-- Texto de origen --
═══

Un pontificado tan largo y tan intenso como el de Juan Pablo II (1978-2005) dejó una inmensa huella en todos los aspectos de la vida de la Iglesia y también en la teología. Pero se puede avanzar un poco más y preguntarse: ¿era realmente un teólogo?
Vamos a intentar hacer un panorama del impacto teológico de Juan Pablo II y responder a esa interesante pregunta. Si no hubiera sido Papa, es poco probable que un arzobispo de Cracovia del siglo XX hubiera llegado a ocupar un papel de relieve en la historia universal de la Iglesia o de la teología. En primer lugar, porque pocos caben en esa cima: la memoria cultural colectiva apenas puede mantener arriba una docena de autores, que se van renovando. Y la de los más cultos puede llegar, quizá, a un centenar. Es prácticamente imposible que un autor que escribía en polaco en un momento en que esa nación estaba sometida al bloqueo general de un régimen comunista hubiera llegado a ser conocido, traducido y leído en todo el mundo. No había cauces.

═══

-- Enunciado A --
Reproduce sin cambios el pasaje del texto sobre Juan Pablo II que va desde "Un pontificado tan" hasta "realmente un teólogo?".
-- Enunciado B --
Prosigue el texto sobre Juan Pablo II a partir del punto en que termina.

═══

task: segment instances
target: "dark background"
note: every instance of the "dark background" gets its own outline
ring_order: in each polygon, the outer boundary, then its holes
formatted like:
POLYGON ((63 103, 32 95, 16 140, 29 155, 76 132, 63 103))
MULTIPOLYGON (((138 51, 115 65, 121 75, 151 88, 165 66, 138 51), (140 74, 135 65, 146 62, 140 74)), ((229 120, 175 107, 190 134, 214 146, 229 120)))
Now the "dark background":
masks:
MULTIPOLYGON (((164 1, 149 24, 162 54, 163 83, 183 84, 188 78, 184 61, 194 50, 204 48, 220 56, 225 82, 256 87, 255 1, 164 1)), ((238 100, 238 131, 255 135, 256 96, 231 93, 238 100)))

═══

-- Respuesta del ejercicio A --
Un pontificado tan largo y tan intenso como el de Juan Pablo II (1978-2005) dejó una inmensa huella en todos los aspectos de la vida de la Iglesia y también en la teología. Pero se puede avanzar un poco más y preguntarse: ¿era realmente un teólogo?

-- Respuesta del ejercicio B --
La elección pontificia supuso situarle en la primera fila de la historia y dar a su persona y pensamiento un significado universal. Y, desde luego, él mismo jugó ese papel con plena conciencia. Y aquí es oportuna una comparación. Cuando Pablo VI fue elegido Papa, asumió la responsabilidad del pontificado. Para él, el cambio de nombre significaba que tenía que desaparecer Giuseppe Montini para que pudiera actuar Pablo VI como pastor de la Iglesia. Todo lo personal, incluida su familia, quedó relegado a un segundo plano. Empleó su mucha experiencia de gobierno en llevar a término el Concilio y ejerció allí y después, por ejemplo en Humanae vitae (1968), una honda labor de criterio buscando siempre la mente de la Iglesia. Y para eso, consultaba mucho.
En comparación, la figura de Juan Pablo II tiene algo singular: habiendo experimentado en su vida grandes cuestiones y tragedias del siglo XX, piensa que la Providencia ha forjado en su alma convicciones y orientaciones que debe llevar a la Iglesia universal, que vive un momento difícil. No porque se le hayan ocurrido a él, como sería lo propio de un megalómano, sino porque son luces del Espíritu. Y estos puntos, me parece, son claves de su pontificado y donde va a tener mayor impacto teológico. Vamos a intentar recorrerlos.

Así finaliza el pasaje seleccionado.